§ **What to produce**
Turn the lines of the data below into a numbered list, starting with the line that contains "Exercise. Find the brick" and continuing through the line that contains "pixel 231 242", both included, and skip any blank lines.

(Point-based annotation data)
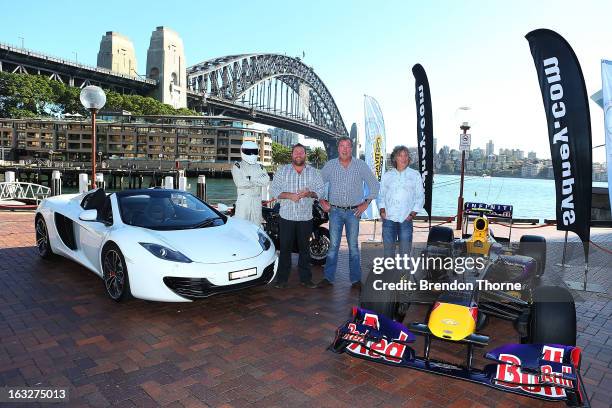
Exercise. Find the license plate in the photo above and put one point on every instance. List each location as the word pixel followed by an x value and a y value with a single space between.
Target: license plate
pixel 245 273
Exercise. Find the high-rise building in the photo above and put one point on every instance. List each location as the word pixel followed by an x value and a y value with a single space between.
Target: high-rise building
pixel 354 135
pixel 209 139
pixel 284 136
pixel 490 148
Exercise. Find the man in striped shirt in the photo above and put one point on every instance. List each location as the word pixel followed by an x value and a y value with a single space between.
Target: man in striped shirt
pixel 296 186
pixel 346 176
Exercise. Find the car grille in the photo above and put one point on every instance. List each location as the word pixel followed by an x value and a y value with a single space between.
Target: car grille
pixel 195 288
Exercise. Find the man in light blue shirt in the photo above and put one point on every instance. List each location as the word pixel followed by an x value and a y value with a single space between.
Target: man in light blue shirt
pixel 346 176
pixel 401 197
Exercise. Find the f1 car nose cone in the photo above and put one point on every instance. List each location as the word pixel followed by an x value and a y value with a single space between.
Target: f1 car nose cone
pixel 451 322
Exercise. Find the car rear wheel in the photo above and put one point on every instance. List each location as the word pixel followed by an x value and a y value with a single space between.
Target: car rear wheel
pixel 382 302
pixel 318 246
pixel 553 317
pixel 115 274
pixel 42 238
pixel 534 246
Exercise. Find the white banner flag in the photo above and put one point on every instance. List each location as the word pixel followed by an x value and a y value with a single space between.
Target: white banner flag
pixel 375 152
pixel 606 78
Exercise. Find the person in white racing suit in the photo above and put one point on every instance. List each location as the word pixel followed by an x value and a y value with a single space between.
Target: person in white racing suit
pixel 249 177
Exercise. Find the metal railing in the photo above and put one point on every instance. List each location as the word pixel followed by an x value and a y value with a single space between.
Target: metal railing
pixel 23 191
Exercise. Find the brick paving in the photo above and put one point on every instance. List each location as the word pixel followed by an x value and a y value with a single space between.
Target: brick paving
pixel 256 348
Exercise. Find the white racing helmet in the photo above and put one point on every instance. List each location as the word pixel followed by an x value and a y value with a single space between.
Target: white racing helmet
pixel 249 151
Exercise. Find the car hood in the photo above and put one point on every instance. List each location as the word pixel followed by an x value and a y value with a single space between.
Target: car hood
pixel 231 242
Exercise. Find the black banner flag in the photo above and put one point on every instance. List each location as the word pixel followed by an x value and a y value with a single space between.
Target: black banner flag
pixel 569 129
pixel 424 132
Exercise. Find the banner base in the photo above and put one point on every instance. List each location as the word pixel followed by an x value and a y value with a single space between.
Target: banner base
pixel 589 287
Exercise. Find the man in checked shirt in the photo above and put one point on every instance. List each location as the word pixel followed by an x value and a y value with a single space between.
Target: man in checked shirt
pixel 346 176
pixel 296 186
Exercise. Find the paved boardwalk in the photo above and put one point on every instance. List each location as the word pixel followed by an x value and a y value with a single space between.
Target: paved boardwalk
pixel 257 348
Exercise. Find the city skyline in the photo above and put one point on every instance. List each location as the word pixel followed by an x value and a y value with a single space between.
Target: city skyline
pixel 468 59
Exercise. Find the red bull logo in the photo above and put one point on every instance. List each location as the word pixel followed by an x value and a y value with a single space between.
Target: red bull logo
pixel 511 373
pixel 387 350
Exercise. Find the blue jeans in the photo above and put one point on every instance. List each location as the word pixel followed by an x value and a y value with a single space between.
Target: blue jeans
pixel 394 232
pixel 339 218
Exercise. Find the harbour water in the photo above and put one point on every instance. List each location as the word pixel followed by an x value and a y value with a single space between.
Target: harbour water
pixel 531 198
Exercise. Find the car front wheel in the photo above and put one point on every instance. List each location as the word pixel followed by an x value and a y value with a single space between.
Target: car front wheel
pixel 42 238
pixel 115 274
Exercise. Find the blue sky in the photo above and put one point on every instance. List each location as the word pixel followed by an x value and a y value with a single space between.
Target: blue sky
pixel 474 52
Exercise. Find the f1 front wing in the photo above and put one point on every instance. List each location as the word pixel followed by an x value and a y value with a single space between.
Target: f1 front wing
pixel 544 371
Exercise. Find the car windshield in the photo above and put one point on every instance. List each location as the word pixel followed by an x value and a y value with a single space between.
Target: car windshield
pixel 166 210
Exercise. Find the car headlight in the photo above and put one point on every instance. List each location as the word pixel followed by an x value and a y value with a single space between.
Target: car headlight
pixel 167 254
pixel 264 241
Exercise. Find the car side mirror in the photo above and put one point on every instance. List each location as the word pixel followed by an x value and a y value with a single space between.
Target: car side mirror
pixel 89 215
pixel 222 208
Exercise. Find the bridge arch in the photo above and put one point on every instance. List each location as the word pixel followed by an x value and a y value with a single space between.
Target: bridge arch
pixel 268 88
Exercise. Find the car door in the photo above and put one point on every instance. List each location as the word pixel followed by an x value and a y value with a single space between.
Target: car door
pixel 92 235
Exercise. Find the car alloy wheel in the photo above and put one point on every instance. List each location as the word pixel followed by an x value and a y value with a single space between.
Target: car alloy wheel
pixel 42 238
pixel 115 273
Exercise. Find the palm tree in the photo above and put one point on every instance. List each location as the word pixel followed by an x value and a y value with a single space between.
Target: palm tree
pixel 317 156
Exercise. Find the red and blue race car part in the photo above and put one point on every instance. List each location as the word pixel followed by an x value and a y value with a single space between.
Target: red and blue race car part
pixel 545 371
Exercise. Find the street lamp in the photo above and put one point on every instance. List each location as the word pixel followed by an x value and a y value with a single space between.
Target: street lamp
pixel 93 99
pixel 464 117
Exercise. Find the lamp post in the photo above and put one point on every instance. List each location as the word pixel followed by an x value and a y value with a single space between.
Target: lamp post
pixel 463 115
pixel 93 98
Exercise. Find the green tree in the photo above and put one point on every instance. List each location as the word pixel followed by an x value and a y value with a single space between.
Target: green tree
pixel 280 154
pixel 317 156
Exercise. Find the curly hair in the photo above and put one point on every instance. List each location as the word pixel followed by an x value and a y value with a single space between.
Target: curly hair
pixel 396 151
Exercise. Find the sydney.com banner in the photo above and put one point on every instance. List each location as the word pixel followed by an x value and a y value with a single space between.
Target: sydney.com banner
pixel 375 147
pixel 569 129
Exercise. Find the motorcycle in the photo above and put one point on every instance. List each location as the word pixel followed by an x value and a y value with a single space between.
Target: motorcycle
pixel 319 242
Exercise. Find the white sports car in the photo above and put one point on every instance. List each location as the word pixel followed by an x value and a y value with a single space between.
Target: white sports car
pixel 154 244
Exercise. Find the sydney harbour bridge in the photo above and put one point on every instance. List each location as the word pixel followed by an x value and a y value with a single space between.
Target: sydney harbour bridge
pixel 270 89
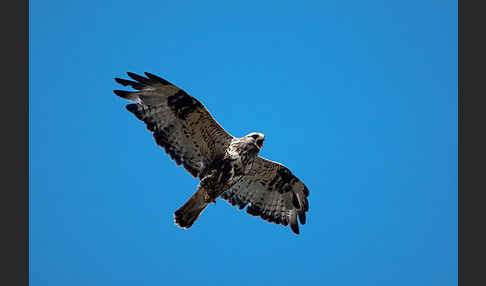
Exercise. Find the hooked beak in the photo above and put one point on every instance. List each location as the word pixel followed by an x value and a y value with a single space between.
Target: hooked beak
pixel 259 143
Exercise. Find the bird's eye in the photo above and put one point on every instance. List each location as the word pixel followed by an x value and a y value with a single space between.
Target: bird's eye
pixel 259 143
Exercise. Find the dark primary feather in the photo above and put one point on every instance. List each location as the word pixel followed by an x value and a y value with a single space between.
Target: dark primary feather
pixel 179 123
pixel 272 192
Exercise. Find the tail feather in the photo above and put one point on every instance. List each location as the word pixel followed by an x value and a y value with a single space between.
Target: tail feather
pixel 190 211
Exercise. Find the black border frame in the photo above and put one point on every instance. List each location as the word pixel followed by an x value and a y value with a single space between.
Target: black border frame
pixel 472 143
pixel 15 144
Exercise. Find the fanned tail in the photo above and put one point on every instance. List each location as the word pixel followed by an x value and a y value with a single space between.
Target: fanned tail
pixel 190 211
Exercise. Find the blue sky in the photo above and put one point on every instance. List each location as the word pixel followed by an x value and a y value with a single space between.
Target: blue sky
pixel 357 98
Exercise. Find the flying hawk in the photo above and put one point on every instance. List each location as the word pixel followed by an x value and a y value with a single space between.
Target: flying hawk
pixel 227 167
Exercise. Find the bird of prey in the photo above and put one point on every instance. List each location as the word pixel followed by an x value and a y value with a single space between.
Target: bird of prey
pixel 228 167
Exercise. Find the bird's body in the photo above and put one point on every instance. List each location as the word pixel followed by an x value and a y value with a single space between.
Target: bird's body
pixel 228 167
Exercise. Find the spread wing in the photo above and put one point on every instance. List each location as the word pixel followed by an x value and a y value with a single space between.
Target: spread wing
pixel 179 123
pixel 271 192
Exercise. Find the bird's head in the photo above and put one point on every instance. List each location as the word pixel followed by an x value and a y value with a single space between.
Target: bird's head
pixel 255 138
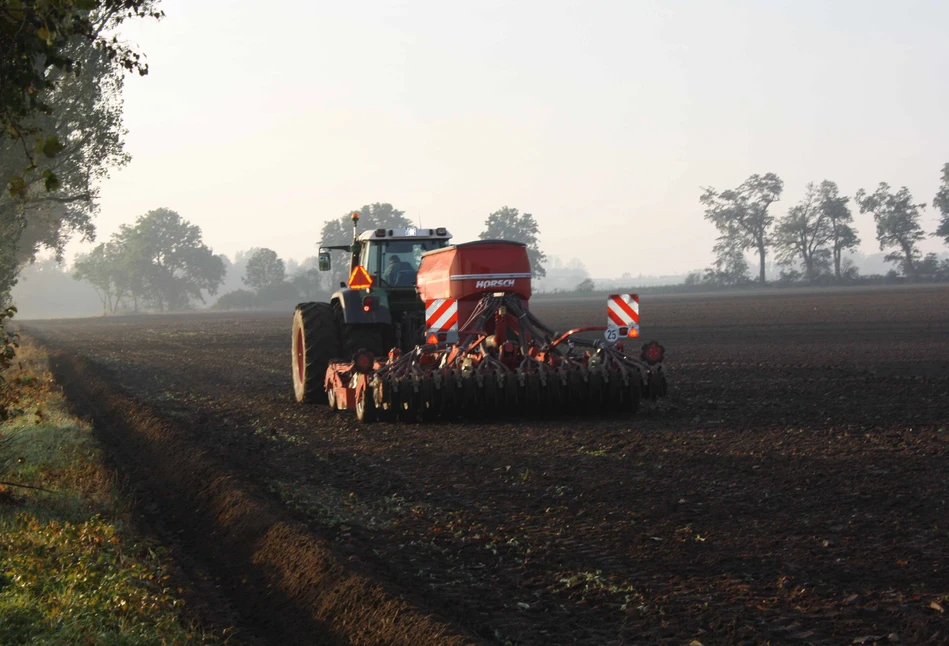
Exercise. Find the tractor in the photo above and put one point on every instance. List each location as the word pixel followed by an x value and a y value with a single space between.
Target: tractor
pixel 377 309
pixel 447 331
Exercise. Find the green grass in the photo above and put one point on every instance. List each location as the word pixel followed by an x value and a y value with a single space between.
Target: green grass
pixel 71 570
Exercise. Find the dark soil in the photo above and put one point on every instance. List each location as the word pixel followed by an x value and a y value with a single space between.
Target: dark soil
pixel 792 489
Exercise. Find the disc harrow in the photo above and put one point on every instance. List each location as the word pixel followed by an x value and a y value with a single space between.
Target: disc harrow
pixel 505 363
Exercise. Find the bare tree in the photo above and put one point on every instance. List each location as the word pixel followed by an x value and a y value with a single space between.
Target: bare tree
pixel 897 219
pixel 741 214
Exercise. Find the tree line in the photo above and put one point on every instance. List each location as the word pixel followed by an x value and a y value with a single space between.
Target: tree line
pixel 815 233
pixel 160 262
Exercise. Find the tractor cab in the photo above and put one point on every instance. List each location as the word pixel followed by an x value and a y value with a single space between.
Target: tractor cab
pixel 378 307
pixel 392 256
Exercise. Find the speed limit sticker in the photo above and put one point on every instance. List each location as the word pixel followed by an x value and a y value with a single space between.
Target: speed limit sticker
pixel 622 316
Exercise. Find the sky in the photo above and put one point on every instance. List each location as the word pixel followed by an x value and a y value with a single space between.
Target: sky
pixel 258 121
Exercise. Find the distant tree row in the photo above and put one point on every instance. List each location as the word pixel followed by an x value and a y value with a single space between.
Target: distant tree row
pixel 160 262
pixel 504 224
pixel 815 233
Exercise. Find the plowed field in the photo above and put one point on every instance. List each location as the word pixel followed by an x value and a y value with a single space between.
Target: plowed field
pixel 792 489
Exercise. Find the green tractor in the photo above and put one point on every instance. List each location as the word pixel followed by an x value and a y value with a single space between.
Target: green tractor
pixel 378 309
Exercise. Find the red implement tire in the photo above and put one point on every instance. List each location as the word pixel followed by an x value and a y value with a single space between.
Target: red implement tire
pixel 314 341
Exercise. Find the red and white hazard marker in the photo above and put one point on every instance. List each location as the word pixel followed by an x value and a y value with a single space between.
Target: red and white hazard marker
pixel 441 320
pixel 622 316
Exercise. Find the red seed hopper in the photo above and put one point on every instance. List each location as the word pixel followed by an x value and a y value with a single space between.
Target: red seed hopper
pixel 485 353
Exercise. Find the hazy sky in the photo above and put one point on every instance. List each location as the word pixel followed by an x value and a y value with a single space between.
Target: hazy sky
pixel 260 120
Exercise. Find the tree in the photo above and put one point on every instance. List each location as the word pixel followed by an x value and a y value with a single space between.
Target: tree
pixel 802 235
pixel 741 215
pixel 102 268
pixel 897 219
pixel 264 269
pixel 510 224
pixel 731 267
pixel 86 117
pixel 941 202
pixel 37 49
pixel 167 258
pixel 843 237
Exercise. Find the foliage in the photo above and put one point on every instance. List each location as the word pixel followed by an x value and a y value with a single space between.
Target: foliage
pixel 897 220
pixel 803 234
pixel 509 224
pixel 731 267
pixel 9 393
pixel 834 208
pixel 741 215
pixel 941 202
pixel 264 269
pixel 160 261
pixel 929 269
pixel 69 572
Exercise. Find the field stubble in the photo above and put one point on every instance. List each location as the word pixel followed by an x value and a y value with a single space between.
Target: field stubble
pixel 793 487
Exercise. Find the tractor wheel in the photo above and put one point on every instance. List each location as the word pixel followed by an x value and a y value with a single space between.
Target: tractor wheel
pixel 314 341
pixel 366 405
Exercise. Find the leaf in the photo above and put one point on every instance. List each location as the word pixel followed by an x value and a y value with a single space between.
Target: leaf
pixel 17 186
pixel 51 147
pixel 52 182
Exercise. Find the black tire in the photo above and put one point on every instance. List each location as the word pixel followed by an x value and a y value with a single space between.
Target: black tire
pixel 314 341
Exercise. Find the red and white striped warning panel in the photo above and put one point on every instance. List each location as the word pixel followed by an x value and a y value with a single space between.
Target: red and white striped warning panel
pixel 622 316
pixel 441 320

§ **Task response**
1. Exercise. Find the brick paving in the photo above and put one point on every instance. List each location as the word pixel followed by an x value and a y value with a single space between.
2. Target: brick paving
3. pixel 256 348
4. Exercise. Find the white racing helmet in the photo above and put one point on every instance. List each location as the word pixel followed by an x value and a y value with a single space between.
5. Target: white racing helmet
6. pixel 249 151
7. Exercise. Find the car hood in the photo above and put one point on every instance. List each location as the word pixel followed by an x value and a y value with a single space between.
8. Target: car hood
9. pixel 231 242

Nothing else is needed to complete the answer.